## Assignment
Keep to one stretch of the data below, the lines from the one with "umeoka inn, written" up to and including the one with "column 490, row 188", and return that stretch exactly.

[Referring expression pointing data]

☆ ☆ ☆

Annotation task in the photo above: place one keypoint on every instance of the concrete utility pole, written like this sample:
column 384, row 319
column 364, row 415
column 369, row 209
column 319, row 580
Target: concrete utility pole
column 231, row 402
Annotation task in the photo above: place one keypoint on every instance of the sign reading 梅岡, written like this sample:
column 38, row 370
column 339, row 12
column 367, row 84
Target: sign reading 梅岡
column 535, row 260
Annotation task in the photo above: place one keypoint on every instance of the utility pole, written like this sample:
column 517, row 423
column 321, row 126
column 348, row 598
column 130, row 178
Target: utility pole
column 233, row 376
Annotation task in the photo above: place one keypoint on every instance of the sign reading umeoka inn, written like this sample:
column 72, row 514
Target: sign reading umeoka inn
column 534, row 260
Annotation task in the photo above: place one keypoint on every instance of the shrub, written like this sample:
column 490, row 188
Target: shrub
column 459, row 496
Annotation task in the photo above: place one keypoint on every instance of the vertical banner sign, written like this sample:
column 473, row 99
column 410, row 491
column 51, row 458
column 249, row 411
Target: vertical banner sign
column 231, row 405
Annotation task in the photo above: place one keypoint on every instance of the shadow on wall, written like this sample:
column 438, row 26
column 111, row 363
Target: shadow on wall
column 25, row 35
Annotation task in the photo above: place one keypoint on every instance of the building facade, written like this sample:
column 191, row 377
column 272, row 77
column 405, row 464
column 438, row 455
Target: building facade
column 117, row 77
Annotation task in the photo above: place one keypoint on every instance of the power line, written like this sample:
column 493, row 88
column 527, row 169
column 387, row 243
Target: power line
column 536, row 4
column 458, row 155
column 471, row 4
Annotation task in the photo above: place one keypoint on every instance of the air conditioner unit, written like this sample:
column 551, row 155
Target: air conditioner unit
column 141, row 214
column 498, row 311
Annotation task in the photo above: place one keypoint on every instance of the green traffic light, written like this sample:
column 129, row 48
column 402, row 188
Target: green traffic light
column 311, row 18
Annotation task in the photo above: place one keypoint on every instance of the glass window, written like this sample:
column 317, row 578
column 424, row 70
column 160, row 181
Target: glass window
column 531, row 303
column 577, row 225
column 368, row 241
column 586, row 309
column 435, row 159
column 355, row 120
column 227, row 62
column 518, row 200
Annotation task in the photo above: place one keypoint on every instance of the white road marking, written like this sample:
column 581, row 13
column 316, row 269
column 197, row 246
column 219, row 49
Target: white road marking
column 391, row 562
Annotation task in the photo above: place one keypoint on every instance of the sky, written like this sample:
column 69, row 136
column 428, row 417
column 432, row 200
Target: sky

☆ ☆ ☆

## Result of this task
Annotation task in the photo above: place one keypoint on every instance of the sign reading umeoka inn, written like this sample:
column 72, row 514
Target: sign reading umeoka inn
column 534, row 260
Annotation task in the photo above: place one keypoint on every instance of the shrub, written like this sample:
column 490, row 188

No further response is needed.